* _DOCUMENT_
— begin —
This discussion has been archived. No new comments can be posted.

Physicists Say Graphene Could Create Mass

Comments Filter:
  • by somersault ( 912633 ) on Friday October 22, 2010 @12:56PM (#33986942) Homepage Journal

    Scientists have now isolated the particle that causes this strange mass inducing effect, and have dubbed it the "YoMamma".

  • What once would require a massive high-energy particle accelerator can now be tested with carbon, electricity, and wires, according to the recent paper."

    Out of the garage, into the lab, back to the garage. Bill Nye must be so proud :)

    • by mcgrew ( 92797 ) * on Friday October 22, 2010 @01:54PM (#33987862) Homepage Journal

      The link to the paper just gives the executive summary, which actually conveys little information. Even wikipedia wasn't much help. If there's a physicist out there, I get the impression that somehow leptons are being converted to fermions? If so, how, and why do they? If not, could someone give a good explanation?

      This is fascinating, but I can't find much explanation.

      http://www.ncbi.nlm.nih.gov/pubmed/17358966 [nih.gov]
      Magnetic confinement of massless Dirac fermions in graphene.
      De Martino A, Dell'Anna L, Egger R.

      Institut für Theoretische Physik, Heinrich-Heine-Universität, D-40225 Düsseldorf, Germany.

      Abstract
      Because of Klein tunneling, electrostatic potentials are unable to confine Dirac electrons. We show that it is possible to confine massless Dirac fermions in a monolayer graphene sheet by inhomogeneous magnetic fields. This allows one to design mesoscopic structures in graphene by magnetic barriers, e.g., quantum dots or quantum point contacts.

      PMID: 17358966 [PubMed]

      • by idontgno ( 624372 ) on Friday October 22, 2010 @02:01PM (#33987966) Journal

        If there's a physicist out there, I get the impression that somehow leptons are being converted to fermions?
— end —
Reproduce the passage of the graphene discussion between "Out of the garage, into" and "a good explanation?", inclusive, word for word.

* _RECORDS_
— begin —
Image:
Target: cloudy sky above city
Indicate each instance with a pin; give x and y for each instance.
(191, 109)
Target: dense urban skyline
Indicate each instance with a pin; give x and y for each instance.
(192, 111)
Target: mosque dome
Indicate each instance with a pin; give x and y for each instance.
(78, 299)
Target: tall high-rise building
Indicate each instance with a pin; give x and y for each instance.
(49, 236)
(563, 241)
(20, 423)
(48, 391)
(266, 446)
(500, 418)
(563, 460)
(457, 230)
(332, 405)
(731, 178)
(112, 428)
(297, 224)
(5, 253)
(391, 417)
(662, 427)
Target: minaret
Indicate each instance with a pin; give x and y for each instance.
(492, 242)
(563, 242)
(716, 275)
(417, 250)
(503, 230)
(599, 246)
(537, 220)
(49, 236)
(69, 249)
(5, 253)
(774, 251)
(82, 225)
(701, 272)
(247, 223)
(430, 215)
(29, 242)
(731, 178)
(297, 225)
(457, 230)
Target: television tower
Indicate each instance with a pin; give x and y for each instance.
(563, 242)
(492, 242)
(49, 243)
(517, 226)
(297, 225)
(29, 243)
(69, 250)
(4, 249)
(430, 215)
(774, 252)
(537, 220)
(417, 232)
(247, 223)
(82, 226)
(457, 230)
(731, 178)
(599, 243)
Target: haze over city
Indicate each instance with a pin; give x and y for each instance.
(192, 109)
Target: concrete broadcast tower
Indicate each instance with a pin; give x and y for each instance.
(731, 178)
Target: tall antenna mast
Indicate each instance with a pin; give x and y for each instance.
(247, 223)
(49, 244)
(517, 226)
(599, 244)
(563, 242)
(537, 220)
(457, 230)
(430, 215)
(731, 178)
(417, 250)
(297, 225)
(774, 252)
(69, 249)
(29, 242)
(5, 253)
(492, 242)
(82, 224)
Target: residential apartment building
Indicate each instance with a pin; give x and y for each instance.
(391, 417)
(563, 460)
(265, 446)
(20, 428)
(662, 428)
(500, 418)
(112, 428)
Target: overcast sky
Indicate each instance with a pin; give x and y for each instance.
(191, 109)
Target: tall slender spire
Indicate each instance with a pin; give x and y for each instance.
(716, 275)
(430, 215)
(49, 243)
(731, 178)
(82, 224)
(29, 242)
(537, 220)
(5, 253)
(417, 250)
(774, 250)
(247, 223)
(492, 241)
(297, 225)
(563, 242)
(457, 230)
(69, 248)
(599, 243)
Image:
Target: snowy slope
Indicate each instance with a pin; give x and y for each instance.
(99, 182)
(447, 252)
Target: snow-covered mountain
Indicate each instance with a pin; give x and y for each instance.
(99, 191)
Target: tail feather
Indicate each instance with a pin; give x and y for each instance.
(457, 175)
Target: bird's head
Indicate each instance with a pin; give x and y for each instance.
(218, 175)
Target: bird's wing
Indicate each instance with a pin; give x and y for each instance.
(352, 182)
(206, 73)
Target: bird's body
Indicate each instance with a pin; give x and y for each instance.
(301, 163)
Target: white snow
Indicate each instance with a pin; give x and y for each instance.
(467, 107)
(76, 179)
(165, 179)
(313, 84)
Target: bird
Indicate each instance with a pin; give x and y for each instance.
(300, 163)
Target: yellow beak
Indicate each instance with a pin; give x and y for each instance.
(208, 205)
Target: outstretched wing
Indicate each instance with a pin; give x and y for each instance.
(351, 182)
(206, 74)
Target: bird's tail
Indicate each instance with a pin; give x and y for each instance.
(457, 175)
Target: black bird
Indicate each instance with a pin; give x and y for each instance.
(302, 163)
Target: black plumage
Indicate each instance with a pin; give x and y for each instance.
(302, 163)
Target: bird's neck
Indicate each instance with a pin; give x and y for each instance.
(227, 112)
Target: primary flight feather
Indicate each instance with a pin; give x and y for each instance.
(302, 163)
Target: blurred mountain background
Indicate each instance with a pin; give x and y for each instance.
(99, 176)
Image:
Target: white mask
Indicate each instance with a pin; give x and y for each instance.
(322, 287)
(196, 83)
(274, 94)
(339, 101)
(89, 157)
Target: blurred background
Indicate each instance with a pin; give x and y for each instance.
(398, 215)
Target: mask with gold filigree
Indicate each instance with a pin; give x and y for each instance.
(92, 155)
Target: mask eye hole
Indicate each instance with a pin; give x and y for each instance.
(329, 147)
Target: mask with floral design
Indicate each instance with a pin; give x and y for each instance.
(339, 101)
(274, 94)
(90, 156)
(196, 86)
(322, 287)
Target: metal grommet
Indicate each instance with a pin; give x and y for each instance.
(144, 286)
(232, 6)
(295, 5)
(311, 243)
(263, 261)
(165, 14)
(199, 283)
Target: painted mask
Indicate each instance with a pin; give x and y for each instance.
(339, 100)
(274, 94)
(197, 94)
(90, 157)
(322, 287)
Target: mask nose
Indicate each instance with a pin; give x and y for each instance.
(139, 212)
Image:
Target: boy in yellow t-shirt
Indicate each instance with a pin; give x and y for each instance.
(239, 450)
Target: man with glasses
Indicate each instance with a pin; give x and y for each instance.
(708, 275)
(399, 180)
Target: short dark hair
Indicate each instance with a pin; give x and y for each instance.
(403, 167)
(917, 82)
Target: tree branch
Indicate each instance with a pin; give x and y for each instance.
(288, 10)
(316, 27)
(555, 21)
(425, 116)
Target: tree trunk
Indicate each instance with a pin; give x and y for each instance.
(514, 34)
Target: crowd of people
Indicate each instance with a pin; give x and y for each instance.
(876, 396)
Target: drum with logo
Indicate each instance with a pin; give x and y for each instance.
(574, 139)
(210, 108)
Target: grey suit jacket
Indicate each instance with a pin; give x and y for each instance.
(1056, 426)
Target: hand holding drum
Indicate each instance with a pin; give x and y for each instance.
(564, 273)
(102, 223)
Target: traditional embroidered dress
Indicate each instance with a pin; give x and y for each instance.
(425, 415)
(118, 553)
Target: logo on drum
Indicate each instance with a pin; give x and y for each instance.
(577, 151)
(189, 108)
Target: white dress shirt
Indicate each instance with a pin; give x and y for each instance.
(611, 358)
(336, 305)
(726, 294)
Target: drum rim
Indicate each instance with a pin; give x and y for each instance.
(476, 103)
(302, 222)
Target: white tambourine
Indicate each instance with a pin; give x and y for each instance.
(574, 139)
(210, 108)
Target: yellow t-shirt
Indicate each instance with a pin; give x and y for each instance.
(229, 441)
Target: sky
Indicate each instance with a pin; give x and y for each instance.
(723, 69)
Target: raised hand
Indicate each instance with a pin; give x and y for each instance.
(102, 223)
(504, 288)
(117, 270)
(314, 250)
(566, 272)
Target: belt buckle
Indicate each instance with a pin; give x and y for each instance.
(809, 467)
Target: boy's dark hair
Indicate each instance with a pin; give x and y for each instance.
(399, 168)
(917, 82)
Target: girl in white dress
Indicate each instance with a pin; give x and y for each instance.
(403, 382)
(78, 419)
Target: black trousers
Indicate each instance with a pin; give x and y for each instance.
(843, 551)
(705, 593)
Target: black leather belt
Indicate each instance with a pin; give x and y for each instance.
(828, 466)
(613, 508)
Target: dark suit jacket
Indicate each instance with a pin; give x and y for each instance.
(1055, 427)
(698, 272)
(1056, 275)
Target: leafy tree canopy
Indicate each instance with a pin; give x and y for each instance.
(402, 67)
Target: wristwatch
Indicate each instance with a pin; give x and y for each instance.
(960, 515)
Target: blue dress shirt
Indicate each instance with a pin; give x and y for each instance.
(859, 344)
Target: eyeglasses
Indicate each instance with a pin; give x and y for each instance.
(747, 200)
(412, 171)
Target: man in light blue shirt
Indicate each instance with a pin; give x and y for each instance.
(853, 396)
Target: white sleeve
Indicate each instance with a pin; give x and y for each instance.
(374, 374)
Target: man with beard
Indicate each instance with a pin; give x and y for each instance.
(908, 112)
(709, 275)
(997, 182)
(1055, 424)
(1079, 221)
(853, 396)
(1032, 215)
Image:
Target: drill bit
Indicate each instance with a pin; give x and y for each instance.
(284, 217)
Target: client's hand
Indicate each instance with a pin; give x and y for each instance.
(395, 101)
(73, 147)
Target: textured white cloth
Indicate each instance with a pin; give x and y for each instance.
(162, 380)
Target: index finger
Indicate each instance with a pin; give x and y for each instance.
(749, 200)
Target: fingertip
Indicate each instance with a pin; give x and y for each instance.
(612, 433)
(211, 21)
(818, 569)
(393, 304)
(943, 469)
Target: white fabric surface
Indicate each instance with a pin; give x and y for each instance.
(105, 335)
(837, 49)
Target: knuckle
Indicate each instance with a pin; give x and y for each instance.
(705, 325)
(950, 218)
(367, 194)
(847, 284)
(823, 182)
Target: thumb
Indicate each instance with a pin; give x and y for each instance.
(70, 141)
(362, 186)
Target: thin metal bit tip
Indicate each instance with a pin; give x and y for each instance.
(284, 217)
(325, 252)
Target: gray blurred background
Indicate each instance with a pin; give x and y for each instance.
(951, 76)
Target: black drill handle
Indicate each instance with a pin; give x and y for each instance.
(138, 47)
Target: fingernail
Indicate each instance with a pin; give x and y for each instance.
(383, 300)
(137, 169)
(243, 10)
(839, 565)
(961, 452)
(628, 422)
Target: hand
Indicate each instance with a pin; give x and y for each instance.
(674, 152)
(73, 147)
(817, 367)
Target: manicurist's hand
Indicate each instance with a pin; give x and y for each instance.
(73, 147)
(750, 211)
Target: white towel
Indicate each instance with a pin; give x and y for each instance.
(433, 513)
— end —
* _TASK RESULT_
Out of the garage, into the lab, back to the garage. Bill Nye must be so proud :)

    • by mcgrew ( 92797 ) * on Friday October 22, 2010 @01:54PM (#33987862) Homepage Journal

      The link to the paper just gives the executive summary, which actually conveys little information. Even wikipedia wasn't much help. If there's a physicist out there, I get the impression that somehow leptons are being converted to fermions? If so, how, and why do they? If not, could someone give a good explanation?